The exercise:
Report each line of the data that contains the word "screen". Case counts.

Data from a point labeling set:
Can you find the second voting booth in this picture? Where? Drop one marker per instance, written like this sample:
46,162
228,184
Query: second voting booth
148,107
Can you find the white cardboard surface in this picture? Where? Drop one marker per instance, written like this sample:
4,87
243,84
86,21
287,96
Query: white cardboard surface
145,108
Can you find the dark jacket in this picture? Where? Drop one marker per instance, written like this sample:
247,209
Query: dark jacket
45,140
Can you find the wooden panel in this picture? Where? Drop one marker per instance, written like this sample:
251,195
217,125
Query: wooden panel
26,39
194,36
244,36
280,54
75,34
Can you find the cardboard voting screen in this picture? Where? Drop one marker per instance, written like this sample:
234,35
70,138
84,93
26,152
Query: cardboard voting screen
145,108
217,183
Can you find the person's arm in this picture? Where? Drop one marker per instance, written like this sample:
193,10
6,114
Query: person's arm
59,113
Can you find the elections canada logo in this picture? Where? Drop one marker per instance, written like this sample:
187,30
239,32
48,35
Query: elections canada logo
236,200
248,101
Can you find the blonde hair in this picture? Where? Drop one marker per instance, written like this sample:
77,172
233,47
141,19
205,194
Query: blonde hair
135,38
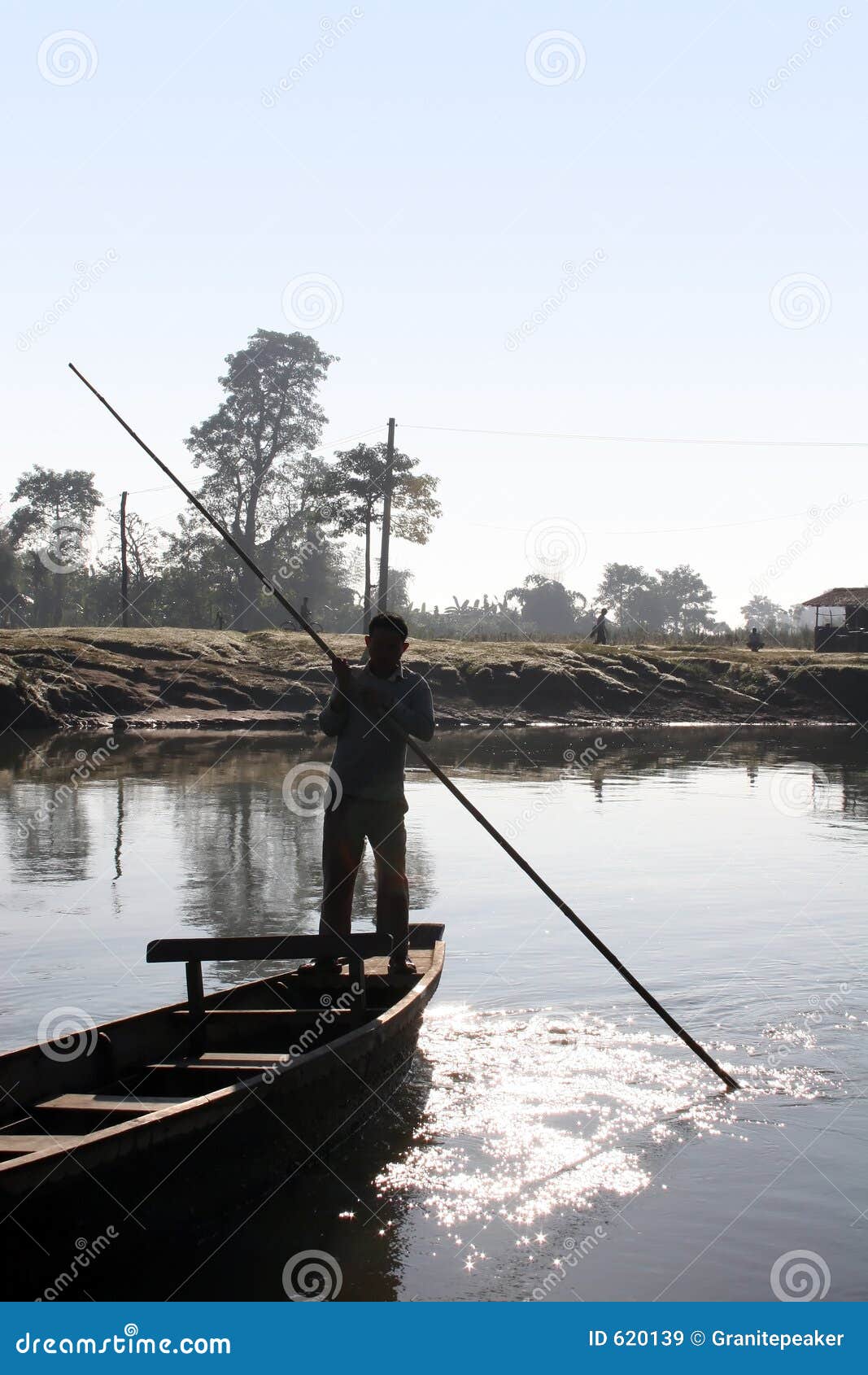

Finished answer:
Can you find the cardboard voting screen in this picture? Where? Drop one marker per instance, written like this sample:
Query: cardboard voting screen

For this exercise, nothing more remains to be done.